TEXTE:
━━━━━━━━━━━━━━━━━━━━━━━━━━━━━━

INTERVIEW
Michèle Boudoin : « L’aide ovine sera essentielle pour nos éleveurs ovins demain »

Alors que les négociations dans le cadre de la future Pac sont en cours, Michèle Boudoin, présidente de la Fédération nationale ovine (FNO), appelle le gouvernement à ne pas brader l’aide ovine, garante du maintien de la filière en France.

Michèle Boudoin : « L’aide ovine sera essentielle pour nos éleveurs ovins demain »
Michèle Boudoin, présidente de la Fédération nationale ovine (FNO).

D’après les chiffres de l’Institut de l’élevage et de FranceAgriMer, les cours de l’agneau ont atteint un bon niveau à Pâques. Vous confirmez ?

Michèle Boudoin : « A Pâques, les cours de l’agneau ont en effet atteint 7,65 euros le kilo. Même en cette période festive où les prix sont traditionnellement hauts, ce niveau est sans précédent, mais nous restons prudents face aux évènements qui peuvent se mettre en travers de notre chemin et que nous ne mesurons pas aujourd’hui. Le contexte que nous vivons depuis un an est inédit. Qui aurait imaginé que les consommateurs français seraient au rendez-vous à Pâques 2020 pour acheter de l’agneau français ? Qui aurait pensé que les allègements des contraintes sur les déplacements interrégionaux au moment des fêtes de Pâques de cette année allaient relancer la demande intérieure en agneau pascal ? Et enfin, qui peut garantir aujourd’hui que la Nouvelle-Zélande demeure tournée vers la Chine à l’export ? Tous ces éléments sont liés au contexte de la crise pandémique et ont eu, pour conséquence, d’obtenir des prix favorables, mais demain, allons-nous pouvoir les maintenir ? Rien n’est acquis ! La FNO reste donc mobilisée et extrêmement vigilante, d’autant plus que nous sommes actuellement en pleine renégociation de la réforme de la Pac. »

Justement où en sont ces négociations ?

M.B : « Nous en sommes encore au stade des échanges et des propositions au sein du PSN (Plan stratégique national). Celles-ci se font dans le cadre d’une enveloppe budgétaire arrêtée au niveau de l’UE en juillet 2020. Le PSN doit être finalisé à l’été 2021 par le gouvernement français pour une application de la Pac à partir de janvier 2023. »

Quelles sont vos attentes pour la filière ovine ?

━━━━━━━━━━━━━━━━━━━━━━━━━━━━━━

LIGNES ENREGISTRÉES:
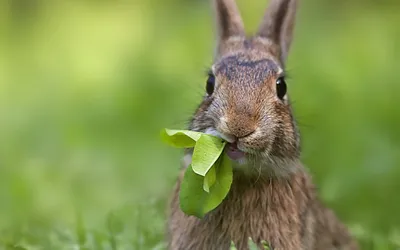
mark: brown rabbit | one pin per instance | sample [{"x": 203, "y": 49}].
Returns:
[{"x": 272, "y": 197}]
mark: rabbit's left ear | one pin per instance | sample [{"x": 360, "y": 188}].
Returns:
[
  {"x": 278, "y": 25},
  {"x": 228, "y": 21}
]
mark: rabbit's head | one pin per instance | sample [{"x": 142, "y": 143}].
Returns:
[{"x": 246, "y": 102}]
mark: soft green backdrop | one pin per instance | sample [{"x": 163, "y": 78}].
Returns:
[{"x": 86, "y": 86}]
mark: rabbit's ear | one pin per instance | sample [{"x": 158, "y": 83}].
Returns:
[
  {"x": 278, "y": 25},
  {"x": 228, "y": 20}
]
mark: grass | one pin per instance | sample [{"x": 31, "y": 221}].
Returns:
[{"x": 86, "y": 86}]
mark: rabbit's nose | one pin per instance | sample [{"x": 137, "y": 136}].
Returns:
[{"x": 241, "y": 127}]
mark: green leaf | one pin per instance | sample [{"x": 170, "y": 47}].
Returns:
[
  {"x": 209, "y": 179},
  {"x": 194, "y": 200},
  {"x": 206, "y": 152},
  {"x": 180, "y": 138}
]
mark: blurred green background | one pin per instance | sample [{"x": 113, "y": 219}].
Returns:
[{"x": 86, "y": 86}]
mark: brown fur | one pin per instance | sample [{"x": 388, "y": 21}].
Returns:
[{"x": 272, "y": 197}]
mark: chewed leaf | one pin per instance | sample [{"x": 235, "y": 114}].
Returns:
[
  {"x": 180, "y": 138},
  {"x": 206, "y": 152},
  {"x": 191, "y": 194},
  {"x": 209, "y": 179},
  {"x": 194, "y": 200}
]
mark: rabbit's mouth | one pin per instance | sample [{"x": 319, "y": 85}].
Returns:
[{"x": 234, "y": 152}]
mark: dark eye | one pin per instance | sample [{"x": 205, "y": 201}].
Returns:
[
  {"x": 210, "y": 84},
  {"x": 281, "y": 87}
]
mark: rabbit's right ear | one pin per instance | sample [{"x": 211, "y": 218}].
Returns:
[
  {"x": 228, "y": 20},
  {"x": 278, "y": 24}
]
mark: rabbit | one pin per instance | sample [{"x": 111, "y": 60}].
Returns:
[{"x": 272, "y": 197}]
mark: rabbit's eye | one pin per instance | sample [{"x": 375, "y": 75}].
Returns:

━━━━━━━━━━━━━━━━━━━━━━━━━━━━━━

CONSIGNES:
(A) Reproduisez le passage de l'entretien sur l'aide ovine qui va de « Alors que les » à « Vous confirmez ? », ces deux extraits compris.
(B) Prolongez l'entretien sur l'aide ovine à partir de sa dernière phrase.

RÉPONSES FOURNIES:
(A)
Alors que les négociations dans le cadre de la future Pac sont en cours, Michèle Boudoin, présidente de la Fédération nationale ovine (FNO), appelle le gouvernement à ne pas brader l’aide ovine, garante du maintien de la filière en France.

Michèle Boudoin : « L’aide ovine sera essentielle pour nos éleveurs ovins demain »
Michèle Boudoin, présidente de la Fédération nationale ovine (FNO).

D’après les chiffres de l’Institut de l’élevage et de FranceAgriMer, les cours de l’agneau ont atteint un bon niveau à Pâques. Vous confirmez ?

(B)
M.B : « Ce que nous voulons, c’est le maintien de l’aide ovine dans le cadre des renégociations de la politique agricole commune. Les aides couplées nous ont permis, il y a 10 ans, de sauver le secteur ovin. Or aujourd’hui, les discussions avec les pouvoirs publics menacent ces aides couplées qui sont pourtant essentielles pour les éleveurs ovins demain, pour produire des agneaux de qualité, répondre à la demande de consommation intérieure et revaloriser les revenus. Il y a certes le prix de nos animaux mais il y a aussi les aides et il n’est pas question pour nous d’abandonner les 125 M€ qui nous avaient été alloués au départ. La Pac doit continuer à nous accompagner dans notre projet d’aide ovine équilibré, ambitieux, pour toutes les brebis et tous les territoires ; un projet qui permettra aux consommateurs et aux citoyens d’avoir des produits de qualité et des territoires entretenus et économiquement dynamiques. N’est-ce pas là la demande de la société ? Les producteurs ovins français s'engagent à y répondre mais l’UE doit les y aider.

Plusieurs vidéos portraits produites par la FNO sont diffusées en ce moment sur les réseaux sociaux. Dans quel but ?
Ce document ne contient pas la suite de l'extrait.